▶ _Task a_
According to the thread, how long ago did whitehawk's wife separate them?

# how should l be treating my wife now ?



## whitehawk (Aug 14, 2012)

l've been trying to solve this one for mths. 
she separated us 3mths ago , there was a friend and now they've hooked up.
she's renting in town and has my daughter through the wk and l'm still out on our place bc it needs a lot of work and l also work from home this was most practical.
l've had some big [email protected] in my life but this has been the most harrowing painful thing ever . and although with things being very tough this last few yrs , admittedly l've been no saint in all of this but have been working me guts out to get our place and work organized to.
but it got to much for her and not only did she separate us but she's seeing someone l'm sure had a part in messing with her head. but , she'd also had a massive few yrs too, plus 2 opps and othe very big health issues and a job change.

the thing is , we still see each other, phone and text all the time because of the to and fro with my daughter and all our finances, the house stuff.

problem my end is we still get along the same as always and can easily just end up talking and laughing for hrs , like on the phone last night. lt just happens.

but then just like today or other times , l remember or the realization of the two huge things sh's actually done , hit home and at those times l then swing round and hate her for it. lf she shows up or rings those days , l just can't look at her

l can't find a straight answer on this , seems most couples stop liking each other amongst all this stuff .
even a counceler said last night - so who says you have to do a 180 , forget the 180 where are you getting all that crap from anyway - now l'm really confused.

ls talking to my wife like this , allowing it , saying l forgive her , because l f'g don't .
thing is to though , not only do we just take off together still ,. we raid each others accounts and juggle , and throw in extra other times if ones short or cover their bills.
that's what we've always done even together . l mean l spose all this is better than the usual hate split - but l don't know.

l don't know anything anymore !


----------



## lee101981 (Sep 6, 2012)

Are y'all working on r? If yes keep doing what u are doing if not you need to separate your things and try to move forward with your life.
_Posted via Mobile Device_


----------



## Kronk (Dec 8, 2012)

You should be treating her with the same respect afforded to every human being.

That being said, as hard as any relationship breakdown is, you need to start moving forward with your own life. Put yourself back out there. I have always been a big advocate of returning to the dating scene right away, whether you are ready for a relationship or not, it helps to get out of the house and kill an hour or two. Look at it as a social outing but be careful not to unburden your soul. Enjoy it for what it is.... A date, plain and simple. Not the start of something new, not a promise of anymore to come..... A social outing.

Good luck dude!


----------



## StephenG (Nov 22, 2012)

I am new to all this too so I wont give advice to what to do I can only say what I would do, because currently my wife and I are separated now.

If my wife decided to start dating while we are separated and/or move in with another guy it would just be my realization that she has no intentions of trying to fix our marriage.
She would have apparently moved on from me so when she moves on from me she will have moved on from my financial support as well.

My thought on separating is for one or the two of the persons separating to give them space and time to think, not explore.

▶ _Dataset entries_
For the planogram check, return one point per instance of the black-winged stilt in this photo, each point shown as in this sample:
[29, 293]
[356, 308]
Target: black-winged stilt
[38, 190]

▶ _Task b_
Reproduce the records that follow the thread word for word.

▶ _Written response a_
Three months ago.

▶ _Written response b_
For the planogram check, return one point per instance of the black-winged stilt in this photo, each point shown as in this sample:
[29, 293]
[356, 308]
Target: black-winged stilt
[38, 190]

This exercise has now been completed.